Stored data
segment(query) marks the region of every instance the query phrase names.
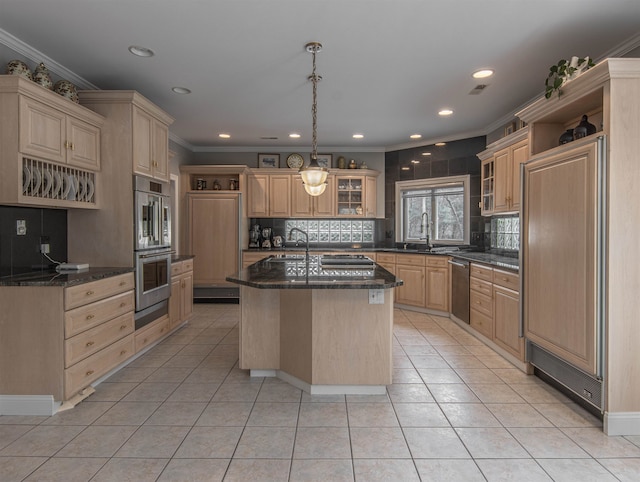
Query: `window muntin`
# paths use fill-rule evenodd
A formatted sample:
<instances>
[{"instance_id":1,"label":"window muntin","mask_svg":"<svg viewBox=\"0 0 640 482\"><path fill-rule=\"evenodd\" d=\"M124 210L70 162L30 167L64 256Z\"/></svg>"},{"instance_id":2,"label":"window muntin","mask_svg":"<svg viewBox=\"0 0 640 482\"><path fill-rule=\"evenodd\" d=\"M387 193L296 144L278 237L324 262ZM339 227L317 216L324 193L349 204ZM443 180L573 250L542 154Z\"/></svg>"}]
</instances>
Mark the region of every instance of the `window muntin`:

• _Task statement_
Excluding pictures, print all lines above exactly.

• _Answer box_
segment(query) marks the region of every instance the query phrase names.
Query: `window muntin`
# paths use fill-rule evenodd
A formatted sample:
<instances>
[{"instance_id":1,"label":"window muntin","mask_svg":"<svg viewBox=\"0 0 640 482\"><path fill-rule=\"evenodd\" d=\"M124 210L70 162L30 167L64 256Z\"/></svg>"},{"instance_id":2,"label":"window muntin","mask_svg":"<svg viewBox=\"0 0 640 482\"><path fill-rule=\"evenodd\" d=\"M387 193L296 144L278 237L324 262ZM339 227L317 216L324 193L349 204ZM443 180L573 250L542 154Z\"/></svg>"}]
</instances>
Mark the region of every instance of the `window muntin`:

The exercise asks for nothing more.